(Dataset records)
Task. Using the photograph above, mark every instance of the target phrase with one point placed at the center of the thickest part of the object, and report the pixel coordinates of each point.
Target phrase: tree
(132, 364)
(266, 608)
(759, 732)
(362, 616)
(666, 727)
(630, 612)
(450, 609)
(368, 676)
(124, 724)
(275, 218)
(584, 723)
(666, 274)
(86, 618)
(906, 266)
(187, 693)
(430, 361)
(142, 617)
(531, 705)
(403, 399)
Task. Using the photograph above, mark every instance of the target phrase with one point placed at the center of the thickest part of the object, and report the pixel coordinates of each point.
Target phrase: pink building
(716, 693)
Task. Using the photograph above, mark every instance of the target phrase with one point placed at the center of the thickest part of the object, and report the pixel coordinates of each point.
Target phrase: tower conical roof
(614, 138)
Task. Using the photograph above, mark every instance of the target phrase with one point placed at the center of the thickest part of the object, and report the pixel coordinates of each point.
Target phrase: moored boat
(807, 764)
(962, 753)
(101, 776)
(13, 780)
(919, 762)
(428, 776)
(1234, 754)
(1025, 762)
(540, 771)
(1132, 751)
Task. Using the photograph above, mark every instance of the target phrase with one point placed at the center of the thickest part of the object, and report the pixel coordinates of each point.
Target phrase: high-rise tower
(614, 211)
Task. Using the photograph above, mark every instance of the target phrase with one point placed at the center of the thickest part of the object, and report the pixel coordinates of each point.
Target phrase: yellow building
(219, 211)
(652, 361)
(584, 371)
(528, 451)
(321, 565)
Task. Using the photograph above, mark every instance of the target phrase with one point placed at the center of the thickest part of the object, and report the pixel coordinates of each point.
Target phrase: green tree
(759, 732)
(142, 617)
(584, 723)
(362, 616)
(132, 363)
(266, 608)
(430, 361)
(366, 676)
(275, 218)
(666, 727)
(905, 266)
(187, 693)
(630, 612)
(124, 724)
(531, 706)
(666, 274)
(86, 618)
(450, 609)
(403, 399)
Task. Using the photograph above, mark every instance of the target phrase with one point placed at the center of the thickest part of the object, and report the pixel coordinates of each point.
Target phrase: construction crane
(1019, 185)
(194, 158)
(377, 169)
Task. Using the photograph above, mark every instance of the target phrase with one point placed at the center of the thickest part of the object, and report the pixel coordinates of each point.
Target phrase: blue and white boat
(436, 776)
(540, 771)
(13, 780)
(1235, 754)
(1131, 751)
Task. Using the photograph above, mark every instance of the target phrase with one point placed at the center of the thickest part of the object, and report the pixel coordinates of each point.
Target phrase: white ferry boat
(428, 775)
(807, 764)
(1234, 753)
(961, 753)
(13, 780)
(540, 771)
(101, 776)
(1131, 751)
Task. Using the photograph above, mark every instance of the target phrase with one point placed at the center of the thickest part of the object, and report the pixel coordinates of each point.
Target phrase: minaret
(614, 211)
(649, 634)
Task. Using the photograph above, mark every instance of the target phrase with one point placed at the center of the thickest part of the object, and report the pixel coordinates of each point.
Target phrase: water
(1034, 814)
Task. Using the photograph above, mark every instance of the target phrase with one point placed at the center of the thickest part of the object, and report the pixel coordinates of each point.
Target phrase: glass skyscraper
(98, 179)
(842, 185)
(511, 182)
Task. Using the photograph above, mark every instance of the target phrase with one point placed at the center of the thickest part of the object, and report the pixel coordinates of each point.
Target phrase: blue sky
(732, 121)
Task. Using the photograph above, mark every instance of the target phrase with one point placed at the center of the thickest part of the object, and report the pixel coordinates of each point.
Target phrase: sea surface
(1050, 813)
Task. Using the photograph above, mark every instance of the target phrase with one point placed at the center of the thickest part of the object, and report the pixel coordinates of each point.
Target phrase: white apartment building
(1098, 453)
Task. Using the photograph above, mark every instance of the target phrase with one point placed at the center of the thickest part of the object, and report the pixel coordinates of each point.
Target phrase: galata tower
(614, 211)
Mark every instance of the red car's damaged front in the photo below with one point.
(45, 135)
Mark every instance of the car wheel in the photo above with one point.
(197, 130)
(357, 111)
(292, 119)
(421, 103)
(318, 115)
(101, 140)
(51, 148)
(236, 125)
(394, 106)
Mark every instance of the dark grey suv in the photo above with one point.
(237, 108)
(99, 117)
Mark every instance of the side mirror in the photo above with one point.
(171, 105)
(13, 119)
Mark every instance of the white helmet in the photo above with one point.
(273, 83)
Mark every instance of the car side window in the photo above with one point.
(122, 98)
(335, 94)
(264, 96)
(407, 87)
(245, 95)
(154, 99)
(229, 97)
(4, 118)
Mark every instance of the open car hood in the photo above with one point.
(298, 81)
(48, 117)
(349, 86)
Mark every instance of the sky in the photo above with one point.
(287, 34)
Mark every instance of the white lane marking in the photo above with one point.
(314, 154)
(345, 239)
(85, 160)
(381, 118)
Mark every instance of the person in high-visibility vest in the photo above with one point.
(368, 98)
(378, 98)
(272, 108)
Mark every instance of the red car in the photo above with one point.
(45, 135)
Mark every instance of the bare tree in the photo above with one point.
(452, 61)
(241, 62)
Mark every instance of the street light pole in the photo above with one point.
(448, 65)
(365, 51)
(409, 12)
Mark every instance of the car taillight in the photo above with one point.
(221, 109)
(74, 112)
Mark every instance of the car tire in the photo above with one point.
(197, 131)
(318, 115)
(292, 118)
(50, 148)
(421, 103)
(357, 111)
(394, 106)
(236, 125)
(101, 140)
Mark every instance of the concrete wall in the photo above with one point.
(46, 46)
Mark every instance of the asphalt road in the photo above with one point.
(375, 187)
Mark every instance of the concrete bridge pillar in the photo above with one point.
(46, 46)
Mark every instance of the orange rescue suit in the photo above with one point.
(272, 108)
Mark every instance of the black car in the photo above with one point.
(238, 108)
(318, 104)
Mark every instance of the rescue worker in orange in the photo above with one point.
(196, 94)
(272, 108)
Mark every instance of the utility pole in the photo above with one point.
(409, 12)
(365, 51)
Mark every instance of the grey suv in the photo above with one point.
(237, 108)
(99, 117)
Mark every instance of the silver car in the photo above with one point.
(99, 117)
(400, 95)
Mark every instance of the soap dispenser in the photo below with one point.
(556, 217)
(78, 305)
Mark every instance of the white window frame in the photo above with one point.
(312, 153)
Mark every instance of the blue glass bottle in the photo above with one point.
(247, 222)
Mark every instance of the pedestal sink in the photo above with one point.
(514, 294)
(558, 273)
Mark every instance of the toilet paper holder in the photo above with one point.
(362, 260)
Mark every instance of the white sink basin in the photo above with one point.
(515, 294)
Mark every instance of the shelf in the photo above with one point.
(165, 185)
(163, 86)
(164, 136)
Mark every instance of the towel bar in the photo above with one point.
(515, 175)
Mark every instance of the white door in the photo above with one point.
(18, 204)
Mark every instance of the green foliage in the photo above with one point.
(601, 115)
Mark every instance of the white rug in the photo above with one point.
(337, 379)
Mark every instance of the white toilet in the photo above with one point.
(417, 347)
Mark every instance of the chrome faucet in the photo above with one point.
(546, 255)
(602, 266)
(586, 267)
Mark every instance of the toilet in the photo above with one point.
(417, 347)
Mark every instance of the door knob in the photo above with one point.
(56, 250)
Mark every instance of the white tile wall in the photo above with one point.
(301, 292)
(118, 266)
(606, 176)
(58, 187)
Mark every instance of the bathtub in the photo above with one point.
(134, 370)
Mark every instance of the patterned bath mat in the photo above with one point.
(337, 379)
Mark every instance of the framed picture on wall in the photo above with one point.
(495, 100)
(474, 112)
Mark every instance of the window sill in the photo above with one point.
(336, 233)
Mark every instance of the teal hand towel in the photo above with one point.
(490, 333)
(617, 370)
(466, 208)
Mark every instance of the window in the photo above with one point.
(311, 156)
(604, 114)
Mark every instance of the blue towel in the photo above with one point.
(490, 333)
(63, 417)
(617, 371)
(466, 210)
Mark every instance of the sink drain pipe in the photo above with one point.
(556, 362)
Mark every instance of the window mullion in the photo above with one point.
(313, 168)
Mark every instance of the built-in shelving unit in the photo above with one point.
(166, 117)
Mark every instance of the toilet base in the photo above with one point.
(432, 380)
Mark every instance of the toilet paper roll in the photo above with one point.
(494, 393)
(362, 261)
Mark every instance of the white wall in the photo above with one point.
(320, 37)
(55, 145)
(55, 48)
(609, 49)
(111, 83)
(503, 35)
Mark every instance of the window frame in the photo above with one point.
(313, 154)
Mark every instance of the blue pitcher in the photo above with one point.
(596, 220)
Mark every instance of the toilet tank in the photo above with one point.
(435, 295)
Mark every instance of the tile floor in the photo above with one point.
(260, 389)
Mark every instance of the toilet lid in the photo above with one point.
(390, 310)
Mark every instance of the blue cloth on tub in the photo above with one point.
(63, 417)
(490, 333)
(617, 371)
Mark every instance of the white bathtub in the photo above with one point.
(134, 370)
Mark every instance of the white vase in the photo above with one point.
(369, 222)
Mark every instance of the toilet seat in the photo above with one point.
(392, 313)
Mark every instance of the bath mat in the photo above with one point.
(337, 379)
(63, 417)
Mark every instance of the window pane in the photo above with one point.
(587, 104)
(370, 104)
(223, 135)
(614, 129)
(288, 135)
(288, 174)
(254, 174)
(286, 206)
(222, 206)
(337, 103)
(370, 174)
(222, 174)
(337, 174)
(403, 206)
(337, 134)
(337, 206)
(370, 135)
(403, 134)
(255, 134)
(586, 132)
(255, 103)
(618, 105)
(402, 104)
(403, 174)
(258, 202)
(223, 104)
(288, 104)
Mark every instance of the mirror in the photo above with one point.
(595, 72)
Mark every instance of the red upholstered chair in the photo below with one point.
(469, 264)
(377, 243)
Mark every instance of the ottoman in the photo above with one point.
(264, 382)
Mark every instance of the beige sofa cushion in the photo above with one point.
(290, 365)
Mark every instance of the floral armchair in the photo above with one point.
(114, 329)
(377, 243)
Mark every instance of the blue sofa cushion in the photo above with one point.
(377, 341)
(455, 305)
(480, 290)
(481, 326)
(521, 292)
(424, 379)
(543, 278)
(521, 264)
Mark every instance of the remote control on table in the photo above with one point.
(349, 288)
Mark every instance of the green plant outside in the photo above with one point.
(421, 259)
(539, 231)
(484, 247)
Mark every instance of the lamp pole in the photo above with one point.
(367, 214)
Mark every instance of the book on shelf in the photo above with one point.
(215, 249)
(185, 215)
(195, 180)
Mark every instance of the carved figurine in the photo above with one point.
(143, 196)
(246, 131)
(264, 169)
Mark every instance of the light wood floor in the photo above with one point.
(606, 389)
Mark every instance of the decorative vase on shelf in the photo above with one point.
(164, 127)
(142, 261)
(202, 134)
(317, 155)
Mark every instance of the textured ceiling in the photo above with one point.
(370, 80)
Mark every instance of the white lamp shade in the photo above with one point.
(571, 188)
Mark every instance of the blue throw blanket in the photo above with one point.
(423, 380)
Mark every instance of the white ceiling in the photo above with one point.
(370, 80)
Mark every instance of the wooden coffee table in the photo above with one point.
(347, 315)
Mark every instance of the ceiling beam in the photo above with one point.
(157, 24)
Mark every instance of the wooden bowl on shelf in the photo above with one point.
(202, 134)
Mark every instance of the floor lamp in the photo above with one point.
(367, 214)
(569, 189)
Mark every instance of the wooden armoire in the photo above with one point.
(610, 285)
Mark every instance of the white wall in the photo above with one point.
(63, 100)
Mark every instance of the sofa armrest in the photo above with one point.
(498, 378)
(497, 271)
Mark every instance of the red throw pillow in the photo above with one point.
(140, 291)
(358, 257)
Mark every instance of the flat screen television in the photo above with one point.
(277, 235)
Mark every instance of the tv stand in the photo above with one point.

§ EXERCISE AIM
Transcribe the records above exactly, but only from the line that contains "Mark every instance of the sofa" through their final line, inclusive.

§ OUTPUT BELOW
Mark every instance of the sofa armrest in the photo above with one point.
(498, 378)
(497, 271)
Mark every instance of the red throw pillow in the photo above with one point.
(140, 291)
(358, 257)
Mark every instance of the flat screen television in the photo above with one point.
(277, 235)
Mark every instance of the tv stand in the photo above with one point.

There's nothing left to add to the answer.